### [Aim of the task]
A single number is the required answer: the count of lines in the listing below that hold the string "folding".

### [Records for the task]

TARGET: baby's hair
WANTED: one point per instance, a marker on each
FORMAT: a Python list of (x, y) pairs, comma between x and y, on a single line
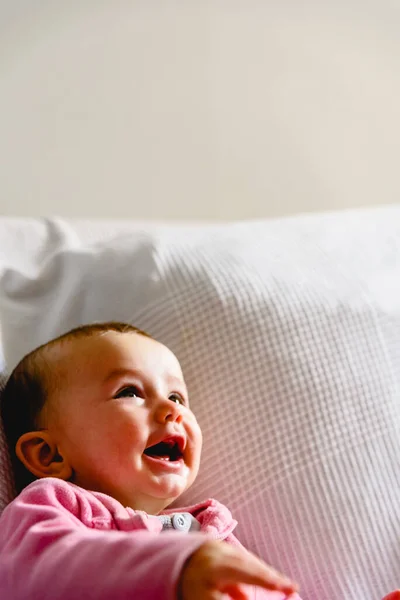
[(28, 388)]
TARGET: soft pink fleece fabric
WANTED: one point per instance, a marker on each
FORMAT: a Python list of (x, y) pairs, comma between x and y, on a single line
[(61, 542)]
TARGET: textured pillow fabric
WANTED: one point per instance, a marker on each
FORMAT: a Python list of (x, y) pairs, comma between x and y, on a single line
[(289, 337)]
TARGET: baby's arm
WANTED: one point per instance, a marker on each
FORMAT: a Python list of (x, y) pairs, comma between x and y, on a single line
[(47, 553), (219, 568), (60, 558)]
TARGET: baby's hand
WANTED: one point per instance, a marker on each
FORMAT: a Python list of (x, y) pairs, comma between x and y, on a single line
[(218, 568)]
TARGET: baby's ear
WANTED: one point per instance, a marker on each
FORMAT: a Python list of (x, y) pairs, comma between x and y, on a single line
[(39, 454)]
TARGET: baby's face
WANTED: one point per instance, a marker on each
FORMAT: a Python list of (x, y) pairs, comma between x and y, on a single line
[(121, 418)]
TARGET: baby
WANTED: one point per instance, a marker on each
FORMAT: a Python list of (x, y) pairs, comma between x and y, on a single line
[(102, 440)]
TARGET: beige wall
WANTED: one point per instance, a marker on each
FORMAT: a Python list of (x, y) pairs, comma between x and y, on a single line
[(198, 108)]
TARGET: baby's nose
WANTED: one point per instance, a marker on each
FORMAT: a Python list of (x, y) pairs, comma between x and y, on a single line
[(168, 411)]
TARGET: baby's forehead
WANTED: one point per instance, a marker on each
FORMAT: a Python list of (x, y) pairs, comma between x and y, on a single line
[(102, 351)]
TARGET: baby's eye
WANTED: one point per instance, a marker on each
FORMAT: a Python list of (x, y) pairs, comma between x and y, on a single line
[(130, 391), (175, 397)]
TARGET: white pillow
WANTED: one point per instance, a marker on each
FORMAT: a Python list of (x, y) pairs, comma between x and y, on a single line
[(289, 337)]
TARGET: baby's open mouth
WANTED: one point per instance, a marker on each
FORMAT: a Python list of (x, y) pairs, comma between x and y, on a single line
[(168, 450)]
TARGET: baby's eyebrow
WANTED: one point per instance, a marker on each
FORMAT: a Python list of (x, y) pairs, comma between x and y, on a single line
[(115, 373), (122, 372)]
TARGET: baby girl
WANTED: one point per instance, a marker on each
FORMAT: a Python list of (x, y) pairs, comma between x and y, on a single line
[(102, 440)]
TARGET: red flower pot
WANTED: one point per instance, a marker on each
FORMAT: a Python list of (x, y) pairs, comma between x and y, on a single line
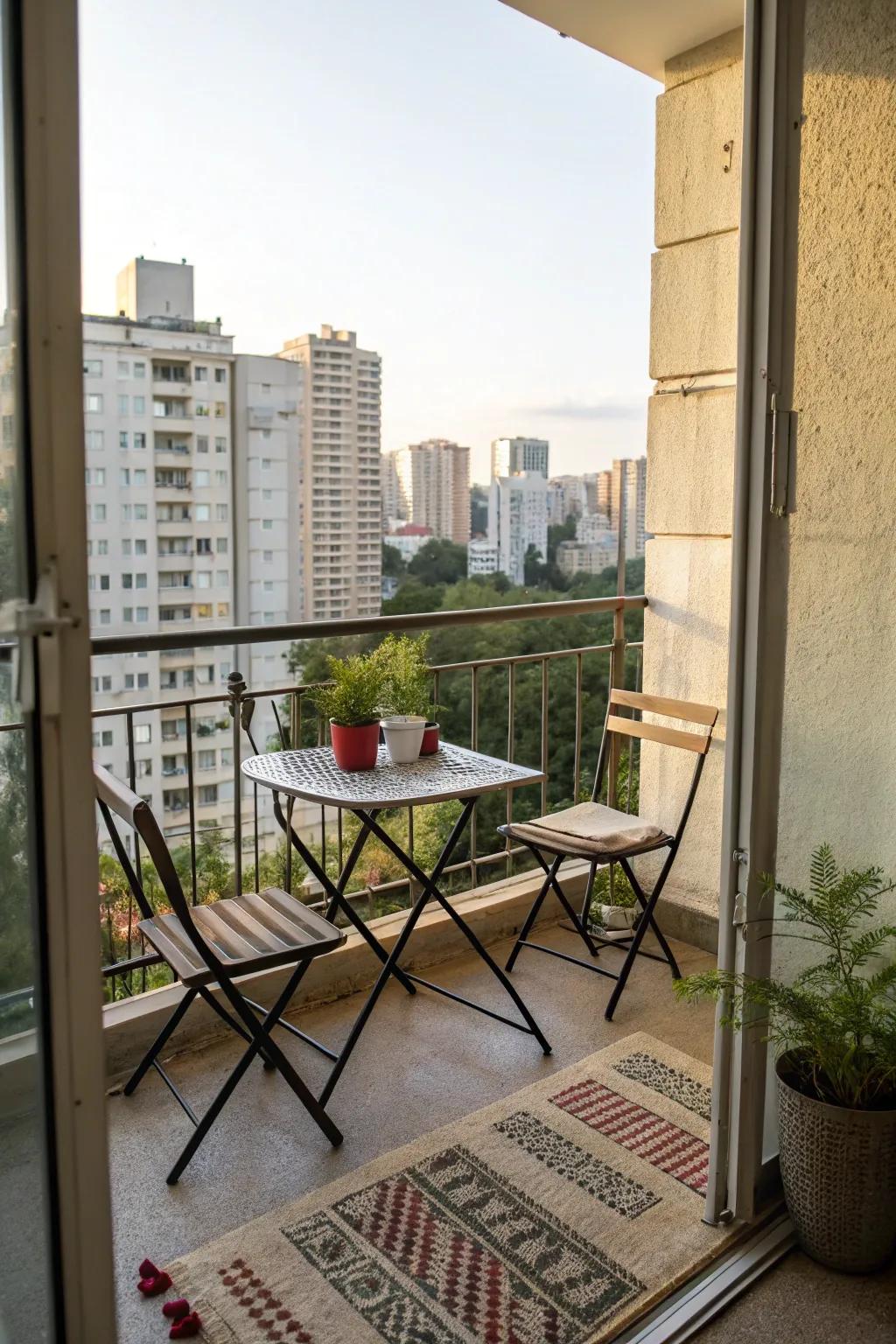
[(355, 745), (430, 744)]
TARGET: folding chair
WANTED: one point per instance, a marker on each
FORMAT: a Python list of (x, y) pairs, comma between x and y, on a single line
[(605, 835), (213, 945)]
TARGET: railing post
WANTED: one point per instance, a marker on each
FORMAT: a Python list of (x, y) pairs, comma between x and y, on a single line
[(235, 691)]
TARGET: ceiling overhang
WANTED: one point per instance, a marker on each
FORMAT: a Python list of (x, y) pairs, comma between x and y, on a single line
[(642, 34)]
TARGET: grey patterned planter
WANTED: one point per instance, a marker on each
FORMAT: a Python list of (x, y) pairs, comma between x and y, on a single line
[(838, 1170)]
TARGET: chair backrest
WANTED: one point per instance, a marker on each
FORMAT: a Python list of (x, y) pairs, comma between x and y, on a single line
[(116, 797), (690, 711)]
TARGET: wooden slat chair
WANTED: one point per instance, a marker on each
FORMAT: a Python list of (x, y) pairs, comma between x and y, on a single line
[(213, 945), (605, 835)]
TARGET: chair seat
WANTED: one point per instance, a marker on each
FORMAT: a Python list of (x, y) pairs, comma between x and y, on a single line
[(590, 831), (251, 932)]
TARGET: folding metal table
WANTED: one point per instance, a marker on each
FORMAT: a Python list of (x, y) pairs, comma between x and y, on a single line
[(452, 773)]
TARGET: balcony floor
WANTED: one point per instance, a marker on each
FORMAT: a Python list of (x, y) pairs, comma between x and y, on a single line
[(421, 1063)]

### [Answer below]
2